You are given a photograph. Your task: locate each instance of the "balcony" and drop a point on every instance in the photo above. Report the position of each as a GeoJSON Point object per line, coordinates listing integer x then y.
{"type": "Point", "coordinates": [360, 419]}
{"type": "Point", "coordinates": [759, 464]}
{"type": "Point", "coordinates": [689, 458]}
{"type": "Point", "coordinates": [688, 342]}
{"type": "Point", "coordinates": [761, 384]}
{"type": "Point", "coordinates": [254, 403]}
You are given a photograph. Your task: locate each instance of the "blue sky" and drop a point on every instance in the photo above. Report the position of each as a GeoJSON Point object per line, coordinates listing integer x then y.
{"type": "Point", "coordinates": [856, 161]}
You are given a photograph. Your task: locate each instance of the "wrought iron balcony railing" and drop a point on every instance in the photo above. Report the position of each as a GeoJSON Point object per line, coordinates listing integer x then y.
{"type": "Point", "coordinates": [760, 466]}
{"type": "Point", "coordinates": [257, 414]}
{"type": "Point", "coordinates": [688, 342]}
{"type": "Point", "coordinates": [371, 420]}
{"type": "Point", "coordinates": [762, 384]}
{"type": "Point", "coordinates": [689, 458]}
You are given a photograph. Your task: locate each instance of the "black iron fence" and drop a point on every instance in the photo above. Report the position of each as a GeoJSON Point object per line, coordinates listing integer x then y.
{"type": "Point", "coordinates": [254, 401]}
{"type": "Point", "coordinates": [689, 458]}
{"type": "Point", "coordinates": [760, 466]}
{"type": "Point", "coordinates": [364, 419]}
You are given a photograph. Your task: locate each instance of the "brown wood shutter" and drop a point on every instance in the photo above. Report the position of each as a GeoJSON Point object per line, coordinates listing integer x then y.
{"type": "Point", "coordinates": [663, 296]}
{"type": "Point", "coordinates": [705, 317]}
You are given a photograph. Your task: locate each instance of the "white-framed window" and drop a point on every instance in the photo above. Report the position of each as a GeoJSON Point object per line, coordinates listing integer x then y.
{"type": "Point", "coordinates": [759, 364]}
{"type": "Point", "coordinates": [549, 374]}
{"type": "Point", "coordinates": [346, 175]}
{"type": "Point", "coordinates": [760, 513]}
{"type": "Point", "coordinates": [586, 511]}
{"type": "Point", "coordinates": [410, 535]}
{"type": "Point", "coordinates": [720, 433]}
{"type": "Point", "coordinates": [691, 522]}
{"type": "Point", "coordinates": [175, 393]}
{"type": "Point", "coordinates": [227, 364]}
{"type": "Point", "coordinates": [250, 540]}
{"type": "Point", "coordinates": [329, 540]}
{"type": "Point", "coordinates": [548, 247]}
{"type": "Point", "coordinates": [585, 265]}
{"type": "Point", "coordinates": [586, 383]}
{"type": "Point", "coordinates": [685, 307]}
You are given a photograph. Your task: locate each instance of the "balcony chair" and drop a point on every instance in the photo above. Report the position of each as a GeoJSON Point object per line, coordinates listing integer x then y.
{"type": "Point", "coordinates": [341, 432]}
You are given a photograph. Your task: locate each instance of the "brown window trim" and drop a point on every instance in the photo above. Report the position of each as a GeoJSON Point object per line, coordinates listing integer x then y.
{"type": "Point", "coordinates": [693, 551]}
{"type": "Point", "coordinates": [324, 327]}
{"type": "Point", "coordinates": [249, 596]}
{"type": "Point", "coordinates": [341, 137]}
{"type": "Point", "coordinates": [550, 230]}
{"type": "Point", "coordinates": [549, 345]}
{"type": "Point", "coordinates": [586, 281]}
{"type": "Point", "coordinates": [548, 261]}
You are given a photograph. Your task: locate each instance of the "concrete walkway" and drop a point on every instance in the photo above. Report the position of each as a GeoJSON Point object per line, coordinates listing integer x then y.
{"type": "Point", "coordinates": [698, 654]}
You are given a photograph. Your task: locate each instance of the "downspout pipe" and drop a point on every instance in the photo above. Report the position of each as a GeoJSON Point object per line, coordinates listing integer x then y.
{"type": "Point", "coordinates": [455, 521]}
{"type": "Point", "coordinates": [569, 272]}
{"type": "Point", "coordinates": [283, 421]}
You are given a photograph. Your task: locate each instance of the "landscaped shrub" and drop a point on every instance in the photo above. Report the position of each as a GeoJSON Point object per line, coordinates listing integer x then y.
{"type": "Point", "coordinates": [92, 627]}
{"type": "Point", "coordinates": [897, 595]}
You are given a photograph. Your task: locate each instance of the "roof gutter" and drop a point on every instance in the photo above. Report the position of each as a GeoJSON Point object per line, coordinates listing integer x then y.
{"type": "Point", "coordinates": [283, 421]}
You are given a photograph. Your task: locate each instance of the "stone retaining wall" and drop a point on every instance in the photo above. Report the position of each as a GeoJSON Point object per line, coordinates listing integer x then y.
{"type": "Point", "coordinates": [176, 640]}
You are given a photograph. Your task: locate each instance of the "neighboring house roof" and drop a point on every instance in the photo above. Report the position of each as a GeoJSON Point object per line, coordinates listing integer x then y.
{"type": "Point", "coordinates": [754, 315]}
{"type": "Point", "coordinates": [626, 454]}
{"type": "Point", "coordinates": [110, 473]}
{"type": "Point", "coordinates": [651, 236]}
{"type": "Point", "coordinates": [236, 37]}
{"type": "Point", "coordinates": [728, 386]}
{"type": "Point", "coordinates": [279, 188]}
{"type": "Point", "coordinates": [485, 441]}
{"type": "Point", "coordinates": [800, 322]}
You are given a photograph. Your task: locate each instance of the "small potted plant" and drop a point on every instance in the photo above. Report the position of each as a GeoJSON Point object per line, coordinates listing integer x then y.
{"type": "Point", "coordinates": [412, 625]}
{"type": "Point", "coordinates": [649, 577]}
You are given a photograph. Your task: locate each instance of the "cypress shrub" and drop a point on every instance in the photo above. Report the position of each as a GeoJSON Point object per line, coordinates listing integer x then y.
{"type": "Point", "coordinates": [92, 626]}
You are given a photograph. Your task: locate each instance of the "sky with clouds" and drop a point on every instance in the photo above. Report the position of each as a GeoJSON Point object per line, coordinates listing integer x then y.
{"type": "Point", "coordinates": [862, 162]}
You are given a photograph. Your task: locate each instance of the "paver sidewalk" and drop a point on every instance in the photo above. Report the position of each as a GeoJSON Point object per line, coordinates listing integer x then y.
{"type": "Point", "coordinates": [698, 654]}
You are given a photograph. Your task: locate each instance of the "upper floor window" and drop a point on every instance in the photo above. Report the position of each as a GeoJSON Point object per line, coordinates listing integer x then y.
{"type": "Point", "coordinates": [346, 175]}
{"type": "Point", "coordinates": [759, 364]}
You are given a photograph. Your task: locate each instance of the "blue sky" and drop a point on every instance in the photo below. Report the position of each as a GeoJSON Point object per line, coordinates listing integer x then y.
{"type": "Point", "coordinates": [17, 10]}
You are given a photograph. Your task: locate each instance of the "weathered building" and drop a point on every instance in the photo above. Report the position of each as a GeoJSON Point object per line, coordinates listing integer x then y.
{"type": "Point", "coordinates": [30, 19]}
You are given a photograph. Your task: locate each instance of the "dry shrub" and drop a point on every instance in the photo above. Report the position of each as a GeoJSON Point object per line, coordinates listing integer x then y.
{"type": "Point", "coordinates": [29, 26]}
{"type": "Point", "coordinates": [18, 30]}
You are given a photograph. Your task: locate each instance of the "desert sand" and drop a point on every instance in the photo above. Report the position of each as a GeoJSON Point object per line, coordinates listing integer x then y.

* * * * * * *

• _What you have to do_:
Would you reproduce every one of the entries above verbatim, from the first line to the last?

• _Result for this task_:
You are given a photograph. Your task: locate each instance of the "balcony" and drop a point on every instance in the photo above. Report the position of each as a GeoJSON Point object per line, coordinates listing integer x then y.
{"type": "Point", "coordinates": [360, 419]}
{"type": "Point", "coordinates": [759, 464]}
{"type": "Point", "coordinates": [689, 458]}
{"type": "Point", "coordinates": [688, 342]}
{"type": "Point", "coordinates": [761, 384]}
{"type": "Point", "coordinates": [254, 403]}
You are given a photograph. Your task: locate each instance of the "blue sky" and drop a point on every instance in the photo above. Report the position of each as a GeoJSON Point object per line, coordinates listing integer x then y.
{"type": "Point", "coordinates": [856, 161]}
You are given a photograph. Your task: locate each instance of the "wrought iron balcony railing" and drop a point on every instance in the photo above. Report the position of each as a GeoJSON Point object per line, coordinates listing integer x then y.
{"type": "Point", "coordinates": [760, 466]}
{"type": "Point", "coordinates": [257, 414]}
{"type": "Point", "coordinates": [688, 342]}
{"type": "Point", "coordinates": [371, 420]}
{"type": "Point", "coordinates": [762, 384]}
{"type": "Point", "coordinates": [689, 458]}
You are given a photograph. Your task: locate each instance of the "black iron fence" and drop a point on every instance in the photo above. Report the position of each as a GeoJSON Point object per line, coordinates listing integer x then y.
{"type": "Point", "coordinates": [254, 401]}
{"type": "Point", "coordinates": [689, 458]}
{"type": "Point", "coordinates": [760, 466]}
{"type": "Point", "coordinates": [364, 419]}
You are given a photograph. Your task: locate each instance of the "brown wood shutter" and drop a point on every instance in the photo above. Report the position of each as a GeoJSON Point object per line, coordinates listing integer x then y.
{"type": "Point", "coordinates": [663, 296]}
{"type": "Point", "coordinates": [705, 317]}
You are given a photograph. Your task: locate each instance of the "white-framed window" and drop a point on every instance in the photo above. Report the position of each as a GeoJSON Point object per line, coordinates listing integer x then y.
{"type": "Point", "coordinates": [759, 364]}
{"type": "Point", "coordinates": [549, 374]}
{"type": "Point", "coordinates": [346, 175]}
{"type": "Point", "coordinates": [760, 513]}
{"type": "Point", "coordinates": [586, 511]}
{"type": "Point", "coordinates": [410, 535]}
{"type": "Point", "coordinates": [720, 433]}
{"type": "Point", "coordinates": [691, 522]}
{"type": "Point", "coordinates": [175, 393]}
{"type": "Point", "coordinates": [227, 364]}
{"type": "Point", "coordinates": [250, 540]}
{"type": "Point", "coordinates": [329, 540]}
{"type": "Point", "coordinates": [548, 247]}
{"type": "Point", "coordinates": [585, 265]}
{"type": "Point", "coordinates": [586, 383]}
{"type": "Point", "coordinates": [685, 307]}
You are given a photograph. Your task: locate each instance of the "balcony chair" and drop a point on every instance in the photo above. Report the position of each as a GeoJSON Point object per line, coordinates listing integer x then y.
{"type": "Point", "coordinates": [341, 432]}
You are given a photograph. Your task: locate each instance of the "brown window trim" and drop a point on every instance in the photo above. Report the position of each as a GeoJSON Point object per line, coordinates listing integer x then y.
{"type": "Point", "coordinates": [693, 551]}
{"type": "Point", "coordinates": [324, 327]}
{"type": "Point", "coordinates": [249, 596]}
{"type": "Point", "coordinates": [341, 137]}
{"type": "Point", "coordinates": [550, 230]}
{"type": "Point", "coordinates": [549, 345]}
{"type": "Point", "coordinates": [586, 281]}
{"type": "Point", "coordinates": [548, 261]}
You are given a photograph. Your task: locate each instance of the "concrete walkway" and drop a point on every instance in the photo above. Report the position of each as a GeoJSON Point object per line, coordinates listing integer x then y.
{"type": "Point", "coordinates": [698, 654]}
You are given a photograph. Your task: locate each instance of the "downspout pipe" and drop a point on every instance in the photo above. Report the position of each as a GeoJSON Point object per line, coordinates listing integer x then y.
{"type": "Point", "coordinates": [455, 521]}
{"type": "Point", "coordinates": [569, 272]}
{"type": "Point", "coordinates": [283, 421]}
You are given a photograph. Your task: locate each instance of the "landscaped shrub" and drop a point on every instance in the photo above. Report the position of each as a GeoJSON Point object per line, coordinates listing integer x then y.
{"type": "Point", "coordinates": [92, 627]}
{"type": "Point", "coordinates": [897, 595]}
You are given a photograph. Your task: locate each instance of the "roof gutter" and drop a point on every instance in the photo above. Report the position of each as a GeoJSON Point object per line, coordinates listing integer x then y.
{"type": "Point", "coordinates": [283, 421]}
You are given a photograph. Your task: locate each instance of the "stone retaining wall" and drop a point on every instance in the photo above. Report the position of each as a GeoJSON Point object per line, coordinates listing integer x then y.
{"type": "Point", "coordinates": [176, 640]}
You are given a photograph. Your task: locate each instance of the "neighboring house roof" and drop a point on every instance in the photo above. Report the position of each as a GeoJSON Point object per line, coordinates listing integer x then y.
{"type": "Point", "coordinates": [754, 315]}
{"type": "Point", "coordinates": [626, 454]}
{"type": "Point", "coordinates": [110, 473]}
{"type": "Point", "coordinates": [651, 236]}
{"type": "Point", "coordinates": [236, 37]}
{"type": "Point", "coordinates": [728, 386]}
{"type": "Point", "coordinates": [279, 188]}
{"type": "Point", "coordinates": [485, 441]}
{"type": "Point", "coordinates": [800, 322]}
You are given a photograph. Your task: locate each instance of the "small potted plant" and drop a point on every instance in the photo above. Report the position of each as a GeoJSON Point object per line, coordinates listing integer x then y.
{"type": "Point", "coordinates": [412, 625]}
{"type": "Point", "coordinates": [649, 577]}
You are given a photograph. Your task: locate each instance of the "cypress shrub" and drop a point on every instance in the photo above. Report the position of each as a GeoJSON Point object per line, coordinates listing integer x then y.
{"type": "Point", "coordinates": [92, 626]}
You are given a photograph. Your task: locate each instance of the "sky with clouds" and drop a point on every instance in the photo above. Report the position of each as a GeoJSON Point object per line, coordinates listing integer x then y.
{"type": "Point", "coordinates": [862, 162]}
You are given a photograph. Your task: locate each instance of the "paver sidewalk" and drop a point on every instance in the photo above. Report the position of each as a GeoJSON Point object per line, coordinates listing integer x then y.
{"type": "Point", "coordinates": [698, 654]}
You are given a photograph. Your task: locate each instance of the "upper floor window" and drop a point on every instance in the photo above. Report the position of each as a GeoJSON Point object per line, coordinates listing integer x then y.
{"type": "Point", "coordinates": [346, 175]}
{"type": "Point", "coordinates": [759, 364]}
You are given a photograph. Your task: locate each instance of the "blue sky" and drop a point on every instance in the photo below. Report the position of each as a GeoJSON Point object per line, coordinates listing integer x then y.
{"type": "Point", "coordinates": [17, 10]}
You are given a photograph. Your task: locate each instance of the "weathered building" and drop a point on every instance in the photo above. Report the position of each as a GeoJSON Point object per line, coordinates listing integer x then y.
{"type": "Point", "coordinates": [30, 19]}
You are given a photograph. Your task: locate each instance of the "dry shrub" and drop a point on every instance in the photo above. Report the position of each as a GeoJSON Point object per line, coordinates listing integer x then y.
{"type": "Point", "coordinates": [29, 26]}
{"type": "Point", "coordinates": [18, 30]}
You are given a photograph. Your task: locate each instance of the "desert sand" and drop a point on every instance in the photo above. Report the position of each as a GeoJSON Point object per line, coordinates listing integer x then y.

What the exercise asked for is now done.